▶ _Exercise aim_: Which lines of the entries contain the string "target"? Copy each of them.
_ _ _ _ _
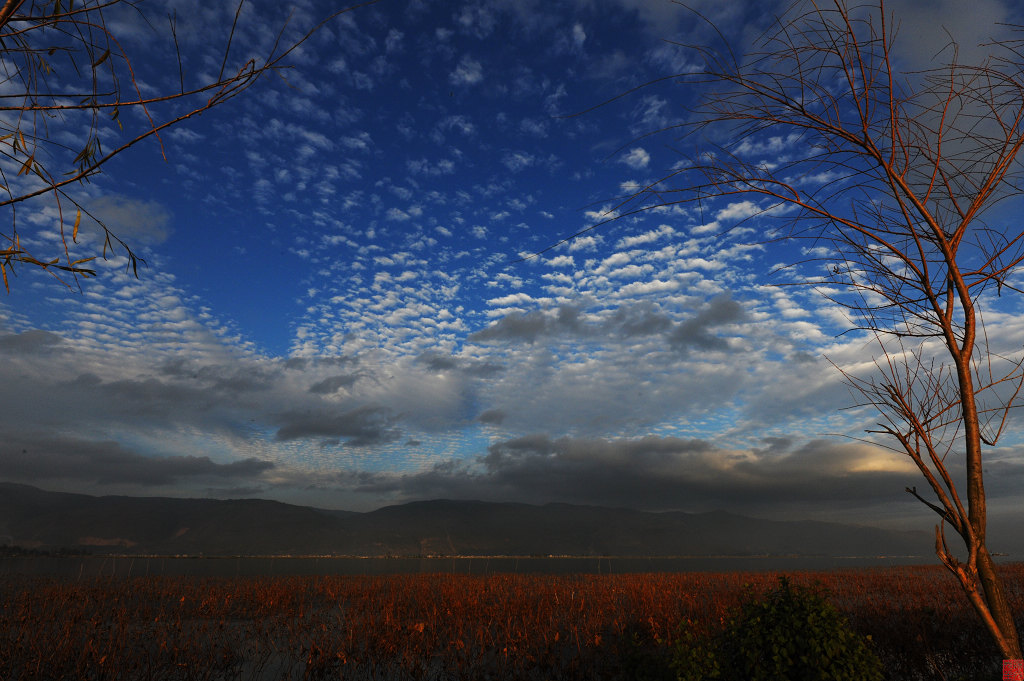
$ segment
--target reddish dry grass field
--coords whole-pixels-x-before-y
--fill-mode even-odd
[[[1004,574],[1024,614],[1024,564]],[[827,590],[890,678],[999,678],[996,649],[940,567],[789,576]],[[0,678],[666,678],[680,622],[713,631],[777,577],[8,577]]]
_ _ _ _ _
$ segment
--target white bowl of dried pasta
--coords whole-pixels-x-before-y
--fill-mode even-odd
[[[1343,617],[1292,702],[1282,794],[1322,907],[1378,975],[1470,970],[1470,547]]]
_ _ _ _ _
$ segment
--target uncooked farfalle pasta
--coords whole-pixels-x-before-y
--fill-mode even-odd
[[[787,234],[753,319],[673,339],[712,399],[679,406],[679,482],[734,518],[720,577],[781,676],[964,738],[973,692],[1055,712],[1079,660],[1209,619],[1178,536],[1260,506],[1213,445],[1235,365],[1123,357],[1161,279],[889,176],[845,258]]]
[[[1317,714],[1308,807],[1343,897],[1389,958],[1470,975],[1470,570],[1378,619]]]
_ _ _ _ _
▶ _Answer for this exercise_:
--target reddish dry grass field
--target white bowl of dried pasta
--target uncooked farfalle pasta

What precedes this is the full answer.